* **Do this**: Reproduce verbatim the lines of the records below, from the line containing "the black suv listed here." through the line containing "[(367, 193), (63, 69), (170, 129)]", including both of those lines, and output nothing else.

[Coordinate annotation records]
───
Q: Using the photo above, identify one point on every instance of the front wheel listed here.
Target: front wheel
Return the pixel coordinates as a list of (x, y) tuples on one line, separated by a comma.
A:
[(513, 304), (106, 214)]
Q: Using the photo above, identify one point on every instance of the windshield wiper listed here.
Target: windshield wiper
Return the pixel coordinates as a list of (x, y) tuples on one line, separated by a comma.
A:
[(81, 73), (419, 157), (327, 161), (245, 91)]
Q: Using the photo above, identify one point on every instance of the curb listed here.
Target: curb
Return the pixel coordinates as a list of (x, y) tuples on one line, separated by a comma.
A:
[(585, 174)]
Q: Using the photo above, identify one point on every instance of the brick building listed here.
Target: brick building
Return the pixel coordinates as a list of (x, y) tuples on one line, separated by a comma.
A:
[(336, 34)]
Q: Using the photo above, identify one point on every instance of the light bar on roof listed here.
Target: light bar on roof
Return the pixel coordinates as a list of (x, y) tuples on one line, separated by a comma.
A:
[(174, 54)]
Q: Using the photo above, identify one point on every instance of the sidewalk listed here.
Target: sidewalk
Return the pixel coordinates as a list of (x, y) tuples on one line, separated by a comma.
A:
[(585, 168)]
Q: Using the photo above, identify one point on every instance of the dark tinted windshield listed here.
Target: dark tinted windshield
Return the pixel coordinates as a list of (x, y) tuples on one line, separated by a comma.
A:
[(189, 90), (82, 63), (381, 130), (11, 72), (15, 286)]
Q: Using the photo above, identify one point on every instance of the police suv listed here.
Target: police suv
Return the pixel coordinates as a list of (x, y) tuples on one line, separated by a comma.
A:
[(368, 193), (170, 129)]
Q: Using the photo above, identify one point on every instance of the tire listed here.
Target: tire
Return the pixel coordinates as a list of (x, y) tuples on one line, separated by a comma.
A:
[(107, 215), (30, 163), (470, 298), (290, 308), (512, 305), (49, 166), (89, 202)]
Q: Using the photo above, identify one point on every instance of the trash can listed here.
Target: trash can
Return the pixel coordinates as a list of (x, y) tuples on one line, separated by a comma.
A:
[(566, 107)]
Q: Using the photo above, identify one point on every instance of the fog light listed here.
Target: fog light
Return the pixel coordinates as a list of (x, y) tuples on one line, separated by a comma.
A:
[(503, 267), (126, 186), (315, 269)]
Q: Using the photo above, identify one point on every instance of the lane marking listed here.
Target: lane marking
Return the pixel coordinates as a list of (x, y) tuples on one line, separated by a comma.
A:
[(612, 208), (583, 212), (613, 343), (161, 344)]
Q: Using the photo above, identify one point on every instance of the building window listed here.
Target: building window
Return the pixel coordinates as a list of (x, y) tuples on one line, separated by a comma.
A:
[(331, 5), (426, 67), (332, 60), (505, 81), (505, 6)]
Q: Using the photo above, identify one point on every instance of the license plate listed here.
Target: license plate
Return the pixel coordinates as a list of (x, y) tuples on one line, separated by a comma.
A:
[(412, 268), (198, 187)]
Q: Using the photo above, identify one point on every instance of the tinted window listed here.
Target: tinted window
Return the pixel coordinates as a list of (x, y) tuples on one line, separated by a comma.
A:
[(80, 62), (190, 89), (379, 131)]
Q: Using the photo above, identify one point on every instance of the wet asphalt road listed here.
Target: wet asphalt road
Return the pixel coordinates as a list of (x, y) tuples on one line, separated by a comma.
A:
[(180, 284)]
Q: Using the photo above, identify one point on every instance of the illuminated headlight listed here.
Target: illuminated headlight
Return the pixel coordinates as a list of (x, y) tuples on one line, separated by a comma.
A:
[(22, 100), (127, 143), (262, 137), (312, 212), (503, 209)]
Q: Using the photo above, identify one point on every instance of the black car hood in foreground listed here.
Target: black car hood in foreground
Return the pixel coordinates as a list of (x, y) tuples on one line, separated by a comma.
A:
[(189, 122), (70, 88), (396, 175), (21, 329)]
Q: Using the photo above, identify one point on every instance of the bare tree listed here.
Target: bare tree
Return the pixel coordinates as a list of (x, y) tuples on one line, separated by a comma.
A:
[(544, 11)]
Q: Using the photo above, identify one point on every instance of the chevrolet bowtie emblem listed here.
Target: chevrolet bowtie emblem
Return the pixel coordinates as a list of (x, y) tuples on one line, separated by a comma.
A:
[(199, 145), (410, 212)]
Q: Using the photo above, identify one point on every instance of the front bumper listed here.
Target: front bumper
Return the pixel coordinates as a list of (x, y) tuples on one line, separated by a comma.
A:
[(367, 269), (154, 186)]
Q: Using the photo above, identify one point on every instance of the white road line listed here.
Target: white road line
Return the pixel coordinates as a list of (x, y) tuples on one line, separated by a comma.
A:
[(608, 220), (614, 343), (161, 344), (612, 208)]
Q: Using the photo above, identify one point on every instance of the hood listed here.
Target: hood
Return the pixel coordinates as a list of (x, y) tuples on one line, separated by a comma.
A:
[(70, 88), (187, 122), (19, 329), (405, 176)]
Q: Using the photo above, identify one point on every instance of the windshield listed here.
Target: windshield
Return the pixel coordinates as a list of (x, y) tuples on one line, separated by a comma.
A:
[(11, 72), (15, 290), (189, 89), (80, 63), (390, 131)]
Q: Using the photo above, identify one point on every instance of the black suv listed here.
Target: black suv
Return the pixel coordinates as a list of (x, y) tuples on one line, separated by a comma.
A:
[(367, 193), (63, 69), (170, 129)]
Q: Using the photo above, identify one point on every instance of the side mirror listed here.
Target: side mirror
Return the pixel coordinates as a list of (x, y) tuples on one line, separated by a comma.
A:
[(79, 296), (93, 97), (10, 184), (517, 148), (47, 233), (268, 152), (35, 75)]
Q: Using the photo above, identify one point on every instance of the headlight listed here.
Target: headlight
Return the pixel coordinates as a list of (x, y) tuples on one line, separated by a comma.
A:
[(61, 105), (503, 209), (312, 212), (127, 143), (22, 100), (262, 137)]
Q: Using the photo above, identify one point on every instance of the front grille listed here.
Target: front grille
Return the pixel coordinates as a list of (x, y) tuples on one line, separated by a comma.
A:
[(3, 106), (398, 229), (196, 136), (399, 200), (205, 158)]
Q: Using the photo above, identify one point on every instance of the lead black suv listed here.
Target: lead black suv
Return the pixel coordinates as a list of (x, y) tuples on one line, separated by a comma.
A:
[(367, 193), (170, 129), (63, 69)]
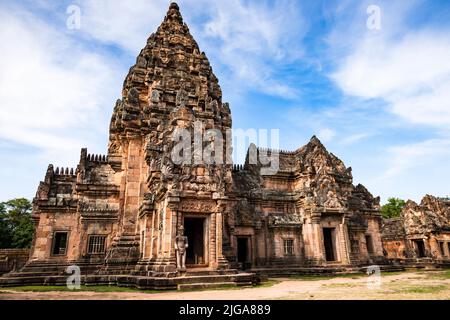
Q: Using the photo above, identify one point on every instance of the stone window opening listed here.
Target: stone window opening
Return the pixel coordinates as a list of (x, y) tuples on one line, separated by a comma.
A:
[(288, 247), (59, 247), (96, 244)]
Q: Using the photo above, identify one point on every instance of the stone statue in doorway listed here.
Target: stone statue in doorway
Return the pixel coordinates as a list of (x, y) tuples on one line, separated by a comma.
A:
[(181, 244)]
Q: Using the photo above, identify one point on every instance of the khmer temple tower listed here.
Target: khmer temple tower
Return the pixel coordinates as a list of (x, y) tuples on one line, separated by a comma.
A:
[(117, 215)]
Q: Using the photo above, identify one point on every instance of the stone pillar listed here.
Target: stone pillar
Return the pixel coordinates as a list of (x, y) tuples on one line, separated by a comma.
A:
[(344, 241), (313, 239), (212, 241)]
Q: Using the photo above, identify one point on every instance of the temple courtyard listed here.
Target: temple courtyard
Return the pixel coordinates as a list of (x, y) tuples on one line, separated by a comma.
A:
[(409, 285)]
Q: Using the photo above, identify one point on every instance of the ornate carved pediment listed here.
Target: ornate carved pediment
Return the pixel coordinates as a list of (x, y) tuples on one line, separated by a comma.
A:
[(197, 206)]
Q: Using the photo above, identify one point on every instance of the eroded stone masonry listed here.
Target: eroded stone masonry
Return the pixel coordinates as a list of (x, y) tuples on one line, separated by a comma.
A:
[(119, 213), (420, 234)]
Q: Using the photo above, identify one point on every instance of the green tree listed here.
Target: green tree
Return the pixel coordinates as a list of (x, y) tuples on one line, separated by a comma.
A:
[(5, 232), (392, 208), (16, 224)]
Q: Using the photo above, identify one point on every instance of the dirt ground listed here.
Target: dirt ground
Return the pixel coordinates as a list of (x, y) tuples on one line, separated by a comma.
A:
[(406, 285)]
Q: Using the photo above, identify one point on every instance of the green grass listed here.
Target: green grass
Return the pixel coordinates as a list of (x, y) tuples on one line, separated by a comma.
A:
[(324, 277), (421, 289), (439, 275)]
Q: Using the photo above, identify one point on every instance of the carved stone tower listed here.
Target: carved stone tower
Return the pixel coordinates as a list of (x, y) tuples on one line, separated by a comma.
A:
[(171, 87)]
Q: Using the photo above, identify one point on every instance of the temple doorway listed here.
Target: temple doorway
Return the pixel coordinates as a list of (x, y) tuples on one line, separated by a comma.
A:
[(328, 239), (243, 252), (194, 229), (420, 248)]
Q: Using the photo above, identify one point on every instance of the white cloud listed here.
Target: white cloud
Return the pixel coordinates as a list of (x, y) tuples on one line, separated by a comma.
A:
[(414, 155), (253, 39), (354, 138), (411, 72), (326, 134), (51, 88), (122, 23)]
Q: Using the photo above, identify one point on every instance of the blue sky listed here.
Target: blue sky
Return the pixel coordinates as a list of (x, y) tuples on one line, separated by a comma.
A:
[(378, 99)]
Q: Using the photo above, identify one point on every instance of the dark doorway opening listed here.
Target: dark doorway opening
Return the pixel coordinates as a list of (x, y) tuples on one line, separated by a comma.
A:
[(328, 239), (369, 244), (59, 244), (194, 230), (243, 251), (420, 247)]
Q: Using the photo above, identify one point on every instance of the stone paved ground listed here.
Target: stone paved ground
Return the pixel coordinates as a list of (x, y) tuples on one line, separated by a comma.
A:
[(407, 285)]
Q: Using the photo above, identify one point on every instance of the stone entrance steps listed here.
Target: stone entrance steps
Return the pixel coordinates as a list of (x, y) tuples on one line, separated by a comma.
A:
[(328, 270), (144, 283)]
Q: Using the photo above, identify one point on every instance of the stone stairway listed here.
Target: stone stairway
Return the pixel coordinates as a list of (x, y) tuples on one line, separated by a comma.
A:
[(193, 279)]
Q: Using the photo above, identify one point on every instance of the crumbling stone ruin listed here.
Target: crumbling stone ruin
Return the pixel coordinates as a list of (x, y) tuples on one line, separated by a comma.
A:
[(116, 216), (421, 233)]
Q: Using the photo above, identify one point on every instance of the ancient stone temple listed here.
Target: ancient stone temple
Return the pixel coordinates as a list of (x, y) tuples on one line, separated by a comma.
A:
[(421, 233), (121, 213)]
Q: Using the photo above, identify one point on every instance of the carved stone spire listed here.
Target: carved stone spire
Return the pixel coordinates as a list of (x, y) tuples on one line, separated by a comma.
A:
[(170, 71)]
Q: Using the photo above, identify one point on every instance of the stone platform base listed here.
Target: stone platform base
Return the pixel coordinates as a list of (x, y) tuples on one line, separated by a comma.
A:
[(329, 270), (138, 282)]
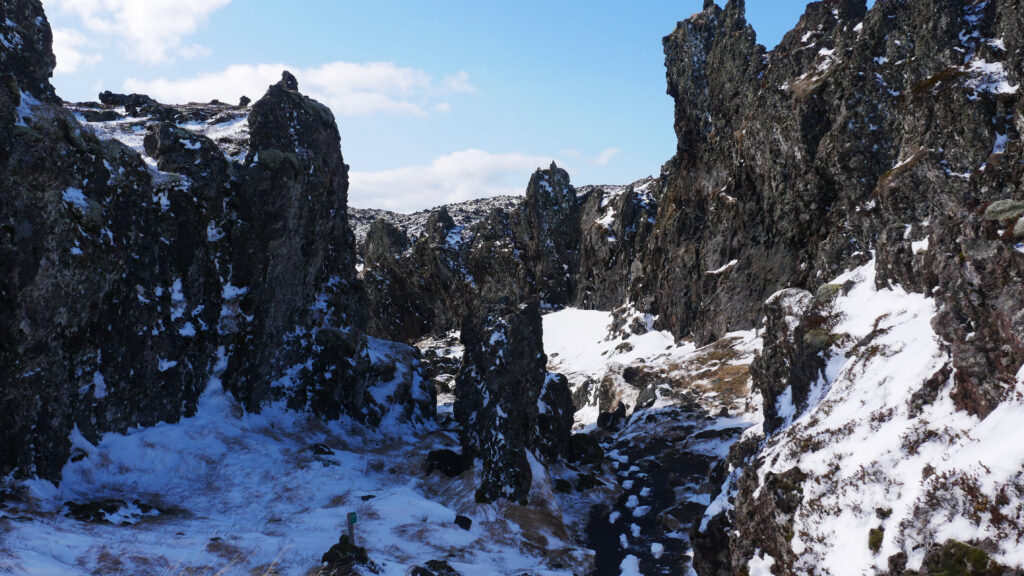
───
* **Task output**:
Q: Using the photo above, identify one point on every instance of the black suv listed here.
Target: black suv
Return the pixel coordinates as a list of (x, y) tuples on one line, separated by a comma.
A:
[(367, 193), (63, 69), (170, 129)]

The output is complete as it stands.